▶ _Page excerpt_
····················
It doesn't really cost that much to at least store replicated data in an independent cloud, particularly a low-cost one like Digital Ocean.


Backup on site and store tertiary copies in a cloud. Storing all backups in AWS wouldn't meet a lot of compliance requirements. Even multiple AZs in AWS would not pass muster as there are single points of failure (API, auth, etc).


Whether you realize it or not, you believe in the Scapegoat Effect, and it's going to get you into a shitload of trouble some day.

Customers don't care if it's you're fault or not, they only care that your stuff is broken. That safety blanket of having a vendor to blame for the problem might feel like it'll protect your job but the fact is that there are many points in your career where there is one customer we can't afford to lose for financial or political reasons, and if your lack of pessimistic thinking loses us that customer, then you're boned. You might not be fired, but you'll be at the top of the list for a layoff round (and if the loss was financial, that'll happen).

In IT, we pay someone else to clean our offices and restock supplies because it's not part of our core business. It's fine to let that go. If I work at a hotel or a restaurant, though, 'we' have our own people that clean the buildings and equipment. Because a hotel is a clean, dry building that people rent in increments of 24 hours. Similarly, a restaurant has to build up a core competency in cleanliness or the health department will shut them down. If we violate that social contract, we take it in the teeth, and then people legislate away our opportunities to cut those corners.

For the life of me I can't figure out why IT companies are running to AWS. This is the exact same sort of facilities management problem that physical businesses deal with internally.

I have saved myself and my teams from a few architectural blunders by asking the head of IT or Operations what they think of my solution. Sometimes the answer starts with, "nobody would ever deploy a solution that looked like that". Better to get that feedback in private rather than in a post-mortem or via veto in a launch meeting. But I have had less and less access to that sort of domain knowledge over the last decade, between Cloud Services and centralized, faceless IT at some bigger companies. It's a huge loss of wisdom, and I don't know that the consequences are entirely outweighed by the advantages.


Erm.

In some orgs, recreating lost data, code, deployment and more is literally hundreds of thousands of hours of work.

In a smaller org, the devastation can be just as stark. Loosing hundreds of hours of work can be a death knell.

Anyone advocating placing an entire orgs's future on one provider is literally, completely incompetent.

It's the equiv of a home user thinking all their baby pics will be safe on google or facebook. It is just plain dumb.


Having an additional AWS account which some S3 backs up to, with write only permissions (no delete) and in an account that is not used by anyone, seems like a good idea for this type of situation/concern.
····················
▶ _Directions for this task_
From the cloud backup discussion, reproduce word for word the passage that begins at "In some orgs, recreating" and ends after "literally, completely incompetent.".

Stored records
····················
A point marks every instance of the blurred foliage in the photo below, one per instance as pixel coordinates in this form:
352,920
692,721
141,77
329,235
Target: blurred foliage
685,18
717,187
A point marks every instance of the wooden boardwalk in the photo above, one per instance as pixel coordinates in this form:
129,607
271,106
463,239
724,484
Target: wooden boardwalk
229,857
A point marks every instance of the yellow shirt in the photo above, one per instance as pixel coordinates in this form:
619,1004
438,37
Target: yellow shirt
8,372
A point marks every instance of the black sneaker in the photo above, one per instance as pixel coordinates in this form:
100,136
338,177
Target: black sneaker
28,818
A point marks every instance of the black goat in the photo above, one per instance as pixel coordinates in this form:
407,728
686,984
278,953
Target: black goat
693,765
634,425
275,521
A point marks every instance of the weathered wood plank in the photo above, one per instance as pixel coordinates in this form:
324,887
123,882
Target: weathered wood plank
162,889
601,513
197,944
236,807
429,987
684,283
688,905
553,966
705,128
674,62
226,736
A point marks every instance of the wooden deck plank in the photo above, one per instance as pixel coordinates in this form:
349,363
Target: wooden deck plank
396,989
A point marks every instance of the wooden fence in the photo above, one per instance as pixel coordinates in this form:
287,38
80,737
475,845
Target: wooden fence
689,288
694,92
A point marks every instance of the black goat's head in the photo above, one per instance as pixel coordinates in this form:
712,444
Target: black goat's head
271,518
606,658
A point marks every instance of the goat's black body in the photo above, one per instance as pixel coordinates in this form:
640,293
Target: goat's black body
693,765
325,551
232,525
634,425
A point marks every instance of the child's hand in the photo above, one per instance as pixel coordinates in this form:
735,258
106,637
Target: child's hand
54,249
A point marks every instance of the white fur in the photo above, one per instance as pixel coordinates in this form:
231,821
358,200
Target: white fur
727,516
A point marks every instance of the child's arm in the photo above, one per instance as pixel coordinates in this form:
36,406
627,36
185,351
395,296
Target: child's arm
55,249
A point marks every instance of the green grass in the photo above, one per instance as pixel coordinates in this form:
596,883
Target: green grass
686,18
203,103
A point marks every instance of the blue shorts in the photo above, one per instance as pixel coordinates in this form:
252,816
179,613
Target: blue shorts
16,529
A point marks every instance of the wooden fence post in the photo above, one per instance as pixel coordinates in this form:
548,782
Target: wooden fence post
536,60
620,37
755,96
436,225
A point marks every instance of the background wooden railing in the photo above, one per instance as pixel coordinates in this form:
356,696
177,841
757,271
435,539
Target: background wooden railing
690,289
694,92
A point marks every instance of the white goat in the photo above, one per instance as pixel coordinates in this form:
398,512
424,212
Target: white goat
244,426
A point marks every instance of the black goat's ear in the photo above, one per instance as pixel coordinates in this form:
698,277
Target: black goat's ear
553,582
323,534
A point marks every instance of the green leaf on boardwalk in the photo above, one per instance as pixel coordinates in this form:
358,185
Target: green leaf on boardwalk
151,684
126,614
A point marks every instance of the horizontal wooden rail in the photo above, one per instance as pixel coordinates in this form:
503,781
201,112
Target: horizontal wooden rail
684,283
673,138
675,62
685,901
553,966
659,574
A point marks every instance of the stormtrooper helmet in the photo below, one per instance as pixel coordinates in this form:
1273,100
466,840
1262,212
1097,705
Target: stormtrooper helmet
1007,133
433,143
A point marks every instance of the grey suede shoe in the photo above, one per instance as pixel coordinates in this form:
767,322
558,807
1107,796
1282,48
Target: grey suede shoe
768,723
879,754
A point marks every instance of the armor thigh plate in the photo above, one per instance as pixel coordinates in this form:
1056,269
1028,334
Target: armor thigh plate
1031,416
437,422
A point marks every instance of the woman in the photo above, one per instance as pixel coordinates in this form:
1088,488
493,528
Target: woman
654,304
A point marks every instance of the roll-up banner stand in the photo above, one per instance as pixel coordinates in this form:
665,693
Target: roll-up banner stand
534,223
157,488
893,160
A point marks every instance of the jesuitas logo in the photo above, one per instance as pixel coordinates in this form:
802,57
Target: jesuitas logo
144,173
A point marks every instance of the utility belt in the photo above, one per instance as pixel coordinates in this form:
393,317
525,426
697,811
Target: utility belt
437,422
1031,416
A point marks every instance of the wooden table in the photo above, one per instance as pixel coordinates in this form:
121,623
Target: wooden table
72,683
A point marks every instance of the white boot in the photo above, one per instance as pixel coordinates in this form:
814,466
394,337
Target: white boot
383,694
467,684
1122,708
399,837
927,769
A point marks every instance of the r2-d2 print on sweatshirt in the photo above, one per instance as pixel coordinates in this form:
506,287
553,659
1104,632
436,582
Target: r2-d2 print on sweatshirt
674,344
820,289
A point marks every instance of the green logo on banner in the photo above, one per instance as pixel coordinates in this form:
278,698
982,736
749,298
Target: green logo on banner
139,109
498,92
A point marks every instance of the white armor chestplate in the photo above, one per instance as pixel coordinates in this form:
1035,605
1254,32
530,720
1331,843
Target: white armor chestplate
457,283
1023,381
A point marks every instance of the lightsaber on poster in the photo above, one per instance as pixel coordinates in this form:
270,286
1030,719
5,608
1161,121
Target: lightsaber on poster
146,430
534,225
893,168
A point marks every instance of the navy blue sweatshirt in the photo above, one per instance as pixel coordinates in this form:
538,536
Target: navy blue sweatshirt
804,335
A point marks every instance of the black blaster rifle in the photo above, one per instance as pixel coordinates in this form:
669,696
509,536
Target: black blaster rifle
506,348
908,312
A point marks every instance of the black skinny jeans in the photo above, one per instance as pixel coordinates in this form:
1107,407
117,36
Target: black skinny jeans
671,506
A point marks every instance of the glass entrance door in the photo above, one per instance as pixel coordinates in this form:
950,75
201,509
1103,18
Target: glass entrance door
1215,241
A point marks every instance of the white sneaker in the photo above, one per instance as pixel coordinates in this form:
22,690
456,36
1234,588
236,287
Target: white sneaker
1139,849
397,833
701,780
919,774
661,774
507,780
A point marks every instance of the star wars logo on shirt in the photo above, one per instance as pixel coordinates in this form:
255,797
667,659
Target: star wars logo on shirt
····················
▶ _Response to this task_
In some orgs, recreating lost data, code, deployment and more is literally hundreds of thousands of hours of work.

In a smaller org, the devastation can be just as stark. Loosing hundreds of hours of work can be a death knell.

Anyone advocating placing an entire orgs's future on one provider is literally, completely incompetent.